[Start of DATASET ENTRIES]
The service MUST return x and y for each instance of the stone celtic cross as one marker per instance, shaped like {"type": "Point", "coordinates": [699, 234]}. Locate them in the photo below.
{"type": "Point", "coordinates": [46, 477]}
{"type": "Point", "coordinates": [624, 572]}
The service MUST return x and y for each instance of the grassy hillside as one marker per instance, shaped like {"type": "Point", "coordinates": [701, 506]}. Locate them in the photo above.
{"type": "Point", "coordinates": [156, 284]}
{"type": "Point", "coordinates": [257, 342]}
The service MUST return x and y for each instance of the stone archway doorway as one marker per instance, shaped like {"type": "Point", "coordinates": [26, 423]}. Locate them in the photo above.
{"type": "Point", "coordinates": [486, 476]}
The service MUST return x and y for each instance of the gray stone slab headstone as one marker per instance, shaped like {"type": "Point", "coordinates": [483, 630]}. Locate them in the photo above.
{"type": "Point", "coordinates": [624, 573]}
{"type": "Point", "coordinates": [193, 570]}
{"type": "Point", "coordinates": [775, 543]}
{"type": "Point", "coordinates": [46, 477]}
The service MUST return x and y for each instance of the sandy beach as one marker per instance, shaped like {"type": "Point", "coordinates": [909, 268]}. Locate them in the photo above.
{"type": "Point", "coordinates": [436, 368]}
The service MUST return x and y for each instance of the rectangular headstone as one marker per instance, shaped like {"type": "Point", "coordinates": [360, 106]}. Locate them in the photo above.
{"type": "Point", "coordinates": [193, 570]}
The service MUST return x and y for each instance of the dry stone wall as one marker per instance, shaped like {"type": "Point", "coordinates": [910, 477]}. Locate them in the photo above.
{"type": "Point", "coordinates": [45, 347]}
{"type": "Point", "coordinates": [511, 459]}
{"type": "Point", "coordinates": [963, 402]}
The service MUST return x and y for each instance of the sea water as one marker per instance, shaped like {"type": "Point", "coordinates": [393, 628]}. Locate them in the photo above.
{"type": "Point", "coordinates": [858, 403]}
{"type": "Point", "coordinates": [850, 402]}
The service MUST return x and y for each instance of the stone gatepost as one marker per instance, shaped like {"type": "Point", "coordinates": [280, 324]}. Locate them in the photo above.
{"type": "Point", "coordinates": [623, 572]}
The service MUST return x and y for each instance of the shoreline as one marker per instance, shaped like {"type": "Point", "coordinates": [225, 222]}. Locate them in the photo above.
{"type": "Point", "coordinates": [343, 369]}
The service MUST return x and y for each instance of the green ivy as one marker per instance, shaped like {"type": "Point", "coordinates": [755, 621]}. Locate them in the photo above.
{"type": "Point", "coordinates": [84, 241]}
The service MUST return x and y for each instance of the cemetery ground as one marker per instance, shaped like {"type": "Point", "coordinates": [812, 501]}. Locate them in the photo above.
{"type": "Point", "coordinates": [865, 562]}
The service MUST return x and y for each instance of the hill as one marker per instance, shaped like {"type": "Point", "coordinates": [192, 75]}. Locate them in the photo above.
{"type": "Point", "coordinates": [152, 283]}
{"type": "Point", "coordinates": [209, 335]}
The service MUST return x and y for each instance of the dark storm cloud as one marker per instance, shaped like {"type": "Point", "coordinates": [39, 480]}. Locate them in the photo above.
[End of DATASET ENTRIES]
-- PROBLEM DESCRIPTION --
In full and verbatim, repeat the records given above.

-- TASK RESPONSE --
The service MUST return x and y for each instance of the stone celtic cross as one marker per instance, shaped like {"type": "Point", "coordinates": [699, 234]}. Locate them in the photo below.
{"type": "Point", "coordinates": [46, 477]}
{"type": "Point", "coordinates": [624, 572]}
The service MUST return x and y for each instance of the grassy hillside as one marker per instance, shaped like {"type": "Point", "coordinates": [701, 506]}. Locate them in the photo above.
{"type": "Point", "coordinates": [156, 284]}
{"type": "Point", "coordinates": [257, 342]}
The service MUST return x and y for each instance of the stone archway doorway as one marker per instance, shaped like {"type": "Point", "coordinates": [26, 423]}. Locate them in the photo above.
{"type": "Point", "coordinates": [486, 476]}
The service MUST return x and y for each instance of the gray stone slab headstone as one marker per instance, shaped like {"type": "Point", "coordinates": [483, 630]}. Locate them in the photo above.
{"type": "Point", "coordinates": [624, 573]}
{"type": "Point", "coordinates": [193, 570]}
{"type": "Point", "coordinates": [775, 543]}
{"type": "Point", "coordinates": [46, 477]}
The service MUST return x and y for each instance of the sandy beach as one marker per instance, shaped like {"type": "Point", "coordinates": [909, 268]}. Locate them in the photo above.
{"type": "Point", "coordinates": [436, 368]}
The service MUST return x and y for each instance of the rectangular headstone as one marker per instance, shaped like {"type": "Point", "coordinates": [360, 106]}. Locate them in the photo above.
{"type": "Point", "coordinates": [193, 570]}
The service MUST return x and y for each instance of the dry stone wall as one marker per instance, shaped like {"type": "Point", "coordinates": [910, 477]}. Locate them in the photo above.
{"type": "Point", "coordinates": [45, 347]}
{"type": "Point", "coordinates": [511, 459]}
{"type": "Point", "coordinates": [963, 402]}
The service MUST return x and y for each instance of the sea water as one marker per instance, shaped like {"type": "Point", "coordinates": [393, 628]}. Locate them in the photo above.
{"type": "Point", "coordinates": [858, 403]}
{"type": "Point", "coordinates": [850, 402]}
The service MUST return x and y for each instance of the stone gatepost as one marker per instance, shaped like {"type": "Point", "coordinates": [280, 324]}. Locate them in the photo above.
{"type": "Point", "coordinates": [623, 572]}
The service MUST return x and y for each instance of the shoreline as one marker per instance, shaped like {"type": "Point", "coordinates": [225, 222]}. Locate them in the photo above.
{"type": "Point", "coordinates": [343, 369]}
The service MUST return x and y for each instance of the green ivy as one marker per instance, shaped like {"type": "Point", "coordinates": [755, 621]}. Locate them in the photo above.
{"type": "Point", "coordinates": [84, 241]}
The service MUST return x and y for each instance of the cemetery ground as one marker per instance, shaped like {"type": "Point", "coordinates": [812, 501]}. Locate them in the photo above.
{"type": "Point", "coordinates": [865, 562]}
The service MUST return x and y for each instance of the hill as one marker per instance, shaped like {"type": "Point", "coordinates": [192, 75]}. Locate them in the photo above.
{"type": "Point", "coordinates": [152, 283]}
{"type": "Point", "coordinates": [209, 335]}
The service MUST return x and y for each instance of the dark storm cloud as one marker per instance, shaped like {"type": "Point", "coordinates": [39, 480]}. Locate them in the photo above.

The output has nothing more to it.